PASSAGE GIVEN:
====

Say you’ve got a pipeline for building a new image, but you’d like to also make sure the Docker host redeploys the app whenever it gets updated. (I’m not going to go into how to actually do that (yet?) but this will cover at least being able to SSH and run an arbitrary command.)

Host setup

Create a service account user:

sudo useradd -r -c "Gitlab Deployment User" -s $(which bash) -m gitlab-deploy

Generate a keypair:

sudo -u gitlab-deploy ssh-keygen -t ed25519

base64 encode the private key:

sudo -u gitlab-deploy bash -c 'cat ~/.ssh/id_ed25519 | base64 -w0'

Copy the output and add it as a masked Gitlab CI variable called SSH_PRIVATE_KEY_B64.

====

DATA ENTRIES:
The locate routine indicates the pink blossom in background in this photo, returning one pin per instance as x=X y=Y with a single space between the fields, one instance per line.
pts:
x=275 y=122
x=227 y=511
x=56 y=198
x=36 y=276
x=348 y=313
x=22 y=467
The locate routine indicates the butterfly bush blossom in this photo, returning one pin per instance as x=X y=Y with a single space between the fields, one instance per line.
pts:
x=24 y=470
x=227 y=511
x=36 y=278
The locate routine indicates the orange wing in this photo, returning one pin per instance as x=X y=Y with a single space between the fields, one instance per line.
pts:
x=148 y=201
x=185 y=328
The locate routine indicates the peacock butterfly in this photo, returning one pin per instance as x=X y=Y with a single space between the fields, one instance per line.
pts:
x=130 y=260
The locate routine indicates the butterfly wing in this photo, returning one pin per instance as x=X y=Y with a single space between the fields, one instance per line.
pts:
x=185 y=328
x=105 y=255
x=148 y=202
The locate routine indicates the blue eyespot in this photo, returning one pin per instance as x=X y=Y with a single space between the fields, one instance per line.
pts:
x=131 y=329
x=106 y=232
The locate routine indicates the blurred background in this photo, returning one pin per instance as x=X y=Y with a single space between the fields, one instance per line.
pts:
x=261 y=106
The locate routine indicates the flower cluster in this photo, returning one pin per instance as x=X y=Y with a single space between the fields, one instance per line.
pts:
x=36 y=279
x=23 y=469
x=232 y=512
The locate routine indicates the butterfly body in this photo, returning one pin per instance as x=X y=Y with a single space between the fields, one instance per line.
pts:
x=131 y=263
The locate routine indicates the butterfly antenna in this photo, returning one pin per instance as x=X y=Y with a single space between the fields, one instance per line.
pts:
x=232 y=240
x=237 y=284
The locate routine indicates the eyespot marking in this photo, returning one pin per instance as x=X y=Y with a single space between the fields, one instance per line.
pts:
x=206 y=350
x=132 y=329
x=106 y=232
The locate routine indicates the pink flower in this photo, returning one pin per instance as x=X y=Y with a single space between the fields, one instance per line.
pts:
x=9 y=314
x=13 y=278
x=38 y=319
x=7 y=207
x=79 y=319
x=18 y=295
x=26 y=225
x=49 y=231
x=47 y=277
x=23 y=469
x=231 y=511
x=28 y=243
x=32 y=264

====

TASKS AND EXERCISES:
1 - List every shell command that the GitLab deployment guide tells you to run on the host.
2 - In the GitLab deployment guide, what name should the masked CI variable holding the encoded private key have?
3 - Write the next part of the GitLab deployment guide, picking up after its last sentence.

EXPECTED ANSWERS:
1 -
sudo useradd -r -c "Gitlab Deployment User" -s $(which bash) -m gitlab-deploy
sudo -u gitlab-deploy ssh-keygen -t ed25519
sudo -u gitlab-deploy bash -c 'cat ~/.ssh/id_ed25519 | base64 -w0'

2 - SSH_PRIVATE_KEY_B64

3 -
It needs to be base64 encoded because Gitlab refuses to mask variables containing whitespace. 🙄

copy/append the public key to ~/.ssh/authorized_keys so the account can log in with the key:

sudo -u gitlab-deploy bash -c 'cat ~/.ssh/id_ed25519.pub >> ~/.ssh/authorized_keys'
sudo -u gitlab-deploy bash -c 'chmod 600 ~/.ssh/authorized_keys'

From another machine, capture the public keys of the remote host:

ssh-keyscan -H remote-host.example.com

Copy the output and save it as a file type Gitlab CI variable called “SSH_KNOWN_HOSTS”.

Gitlab setup

In addition to the SSH_PRIVATE_KEY_B64 and SSH_KNOWN_HOSTS CI variables, also create one called SSH_USER_HOST which contains something like gitlab-deploy@remote-host.example.com.

Then use a job like this:

deploy-job:
  stage: deploy 
  image: alpine:latest
  before_script:
    - apk update && apk add openssh-client
    - mkdir -p ~/.ssh 
    - eval $(ssh-agent -s)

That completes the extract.